=== PASSAGE TO READ ===

In 2019 and 2020, the annual growth rate of atmospheric methane almost doubled, despite COVID-19-related lockdowns that drastically reduced greenhouse gas emissions overall.
“Why is that? We just didn’t know,” said Euan Nisbet, emeritus professor of Earth sciences at the Royal Holloway University of London.
Although the debate is far from settled, a new paper suggests the methane spike was a result of natural, weather-related wetland emissions and changes in atmospheric chemistry associated with COVID-19-related lockdowns.
Radicals and Emissions
Methane levels have been rising since the Industrial Revolution, but scientists noticed a discrete spike between 2019 and 2023. Prior to this period, methane was increasing at a more moderate pace, for example, 8.7 parts per billion per year in 2018. This annual growth rate rose to more than 9 parts per billion per year in 2019 and surged to 16.2 parts per billion per year in 2020 before falling back to 8.6 parts per billion per year by 2023.
Most analyses attributed the surge to increased weather-related emissions from tropical wetlands and ruminant animals like cows and bison.
But the new study, published last month in Science, offers a more comprehensive explanation, one in which changes in atmospheric chemistry associated with COVID-19 shutdowns also contributed to increased methane levels.
Starting in 2020, governments introduced a series of lockdowns to stop the spread of COVID-19: Cars came off the roads, planes sat on the tarmac, the world was put on pause.
Carbon emissions declined by 2.4 billion tons, and emissions of other greenhouse gases also fell. Among those gases were nitrogen oxides (NOx), which serve as precursor gases that contribute to the formation of hydroxyl radicals (OH) in the atmosphere.
“OH is essentially the laundry of the air.”

===

▸ **EXERCISES**
(1) In the methane article, what was the annual growth rate of atmospheric methane in 2020?
(2) Repeat the stretch of the methane article from "Most analyses attributed" through "put on pause.".

=== STUDY MATERIAL ===

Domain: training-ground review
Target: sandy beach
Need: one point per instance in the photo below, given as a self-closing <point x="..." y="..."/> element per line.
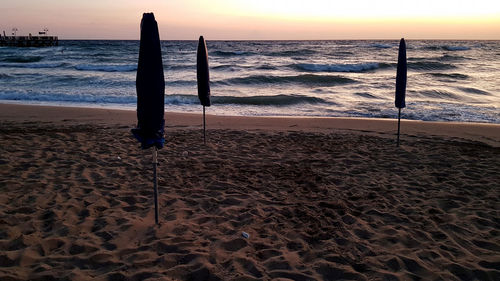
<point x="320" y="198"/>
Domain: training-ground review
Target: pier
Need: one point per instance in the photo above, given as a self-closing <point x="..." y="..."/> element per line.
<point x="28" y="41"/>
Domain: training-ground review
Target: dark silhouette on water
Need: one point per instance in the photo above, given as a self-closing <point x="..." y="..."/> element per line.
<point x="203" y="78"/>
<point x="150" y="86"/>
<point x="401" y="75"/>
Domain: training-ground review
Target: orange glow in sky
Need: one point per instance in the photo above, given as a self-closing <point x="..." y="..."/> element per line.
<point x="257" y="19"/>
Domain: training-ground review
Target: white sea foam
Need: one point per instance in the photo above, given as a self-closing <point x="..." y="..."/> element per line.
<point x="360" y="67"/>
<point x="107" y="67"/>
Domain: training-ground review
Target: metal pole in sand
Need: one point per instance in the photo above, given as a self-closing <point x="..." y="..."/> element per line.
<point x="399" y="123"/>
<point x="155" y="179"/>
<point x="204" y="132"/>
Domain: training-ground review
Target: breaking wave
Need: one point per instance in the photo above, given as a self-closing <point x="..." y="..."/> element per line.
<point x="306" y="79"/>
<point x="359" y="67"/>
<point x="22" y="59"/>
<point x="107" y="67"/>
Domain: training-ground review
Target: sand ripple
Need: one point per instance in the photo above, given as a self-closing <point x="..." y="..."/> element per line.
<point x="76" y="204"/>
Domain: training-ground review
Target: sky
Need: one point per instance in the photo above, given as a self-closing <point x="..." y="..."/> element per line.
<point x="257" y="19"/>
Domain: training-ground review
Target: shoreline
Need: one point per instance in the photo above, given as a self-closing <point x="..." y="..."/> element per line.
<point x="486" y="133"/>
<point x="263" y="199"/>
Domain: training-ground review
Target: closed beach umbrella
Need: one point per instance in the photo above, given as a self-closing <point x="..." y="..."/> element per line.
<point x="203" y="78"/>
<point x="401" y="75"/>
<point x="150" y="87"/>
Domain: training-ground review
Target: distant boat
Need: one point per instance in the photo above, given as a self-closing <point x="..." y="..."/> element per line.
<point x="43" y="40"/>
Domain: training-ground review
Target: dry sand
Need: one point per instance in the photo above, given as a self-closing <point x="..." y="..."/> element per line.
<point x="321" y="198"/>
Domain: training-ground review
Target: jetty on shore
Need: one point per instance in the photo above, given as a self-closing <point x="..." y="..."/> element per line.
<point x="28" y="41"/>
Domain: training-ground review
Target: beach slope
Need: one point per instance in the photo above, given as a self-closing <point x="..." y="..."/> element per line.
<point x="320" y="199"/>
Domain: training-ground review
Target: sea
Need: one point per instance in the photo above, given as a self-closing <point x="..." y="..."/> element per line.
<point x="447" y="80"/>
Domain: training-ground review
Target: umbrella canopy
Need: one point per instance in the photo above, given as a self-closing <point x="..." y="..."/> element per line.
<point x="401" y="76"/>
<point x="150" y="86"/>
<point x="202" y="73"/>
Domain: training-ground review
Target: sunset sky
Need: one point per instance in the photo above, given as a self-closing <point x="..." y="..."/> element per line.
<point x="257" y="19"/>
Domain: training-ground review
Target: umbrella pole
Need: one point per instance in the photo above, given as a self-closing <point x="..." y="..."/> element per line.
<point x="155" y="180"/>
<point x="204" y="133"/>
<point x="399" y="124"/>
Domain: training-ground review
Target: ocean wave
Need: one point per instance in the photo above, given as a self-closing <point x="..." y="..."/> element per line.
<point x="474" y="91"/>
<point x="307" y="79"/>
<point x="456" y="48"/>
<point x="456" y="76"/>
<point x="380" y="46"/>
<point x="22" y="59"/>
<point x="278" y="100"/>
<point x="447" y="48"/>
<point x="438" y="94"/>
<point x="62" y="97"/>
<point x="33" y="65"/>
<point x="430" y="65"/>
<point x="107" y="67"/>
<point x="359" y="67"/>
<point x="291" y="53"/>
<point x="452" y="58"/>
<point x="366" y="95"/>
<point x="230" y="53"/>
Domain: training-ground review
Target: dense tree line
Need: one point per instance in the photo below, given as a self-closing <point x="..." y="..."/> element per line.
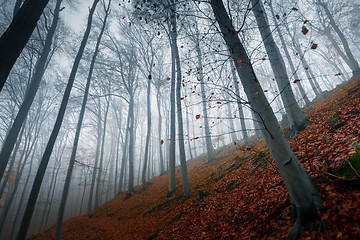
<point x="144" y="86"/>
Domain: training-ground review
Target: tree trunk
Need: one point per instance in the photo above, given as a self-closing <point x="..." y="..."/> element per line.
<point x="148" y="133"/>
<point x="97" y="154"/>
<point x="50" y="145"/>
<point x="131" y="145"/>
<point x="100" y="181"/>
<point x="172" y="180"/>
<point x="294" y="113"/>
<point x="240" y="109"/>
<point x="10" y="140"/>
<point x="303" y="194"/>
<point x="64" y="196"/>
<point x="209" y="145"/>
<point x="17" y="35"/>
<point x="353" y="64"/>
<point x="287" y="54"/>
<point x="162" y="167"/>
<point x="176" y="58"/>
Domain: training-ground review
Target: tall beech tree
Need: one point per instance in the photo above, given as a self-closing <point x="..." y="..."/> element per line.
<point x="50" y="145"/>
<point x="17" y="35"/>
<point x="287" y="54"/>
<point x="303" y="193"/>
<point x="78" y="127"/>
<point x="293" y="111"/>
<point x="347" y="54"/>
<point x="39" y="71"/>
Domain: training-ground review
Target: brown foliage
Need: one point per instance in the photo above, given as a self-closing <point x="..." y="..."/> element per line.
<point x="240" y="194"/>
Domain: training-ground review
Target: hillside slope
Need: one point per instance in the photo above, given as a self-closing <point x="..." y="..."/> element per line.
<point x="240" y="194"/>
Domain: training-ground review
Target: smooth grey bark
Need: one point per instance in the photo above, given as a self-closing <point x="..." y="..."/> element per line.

===

▸ **PROBLEM SOLUTIONS**
(1) 16.2 parts per billion per year.

(2)
Most analyses attributed the surge to increased weather-related emissions from tropical wetlands and ruminant animals like cows and bison.
But the new study, published last month in Science, offers a more comprehensive explanation, one in which changes in atmospheric chemistry associated with COVID-19 shutdowns also contributed to increased methane levels.
Starting in 2020, governments introduced a series of lockdowns to stop the spread of COVID-19: Cars came off the roads, planes sat on the tarmac, the world was put on pause.